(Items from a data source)
++++++++
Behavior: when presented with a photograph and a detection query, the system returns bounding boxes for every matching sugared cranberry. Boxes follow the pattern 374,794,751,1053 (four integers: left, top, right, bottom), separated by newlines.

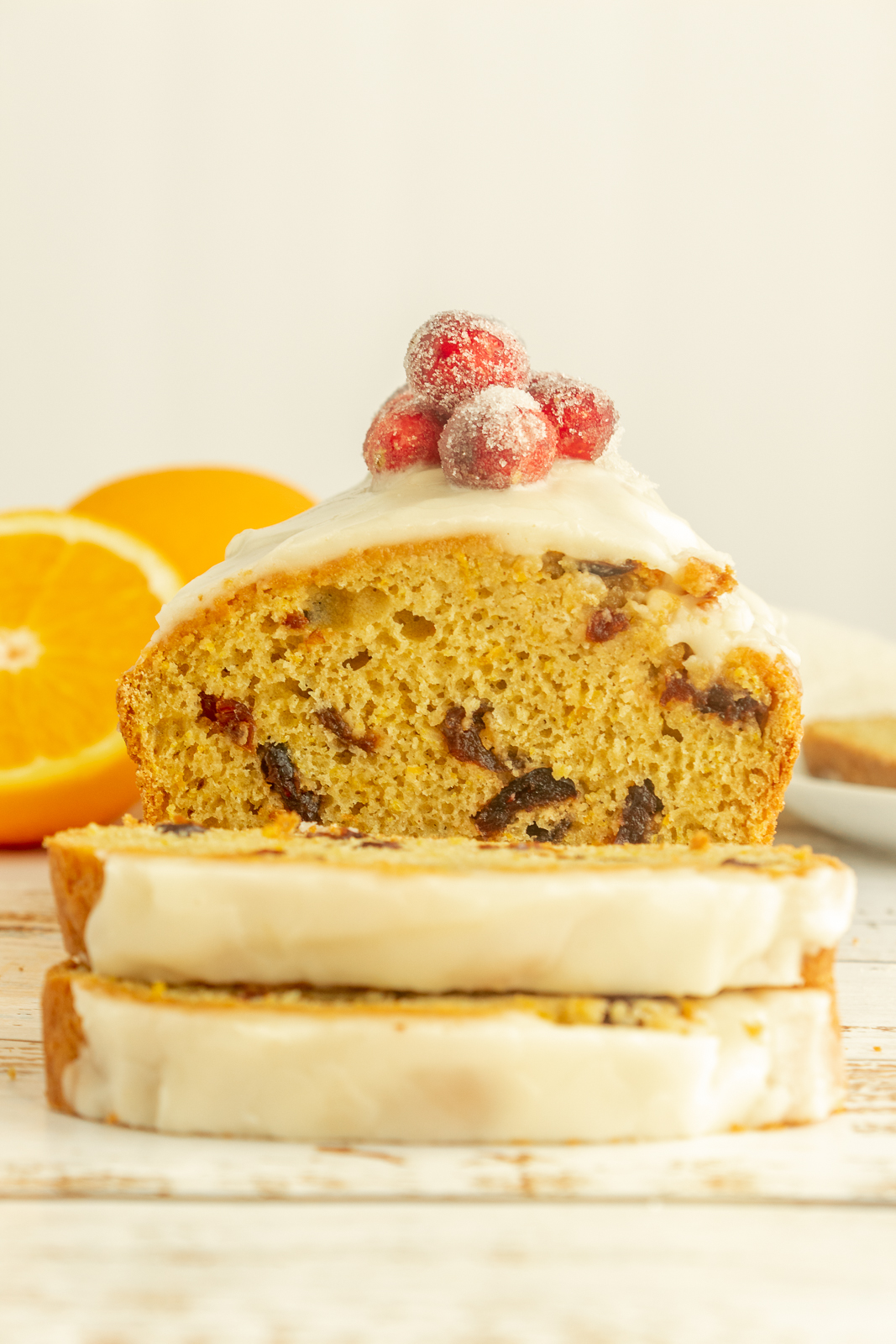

439,387,558,491
405,312,529,418
364,387,442,475
528,374,619,462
++++++++
Reproduce every line of the items above, request text included, but offset each bounding-box coordinate in the answers by adding 135 while leaving the format sample in the request unchanged. Leave out the pictures.

Behavior: when presented with a photograph and a detection query, the system returns bounding boxes for every matching sugared cranberry. Boxes follow the pattern 374,794,751,1053 (four integers: left, top, right, bottom), separated by newlines.


574,522,693,626
540,447,664,553
499,522,577,610
663,509,754,597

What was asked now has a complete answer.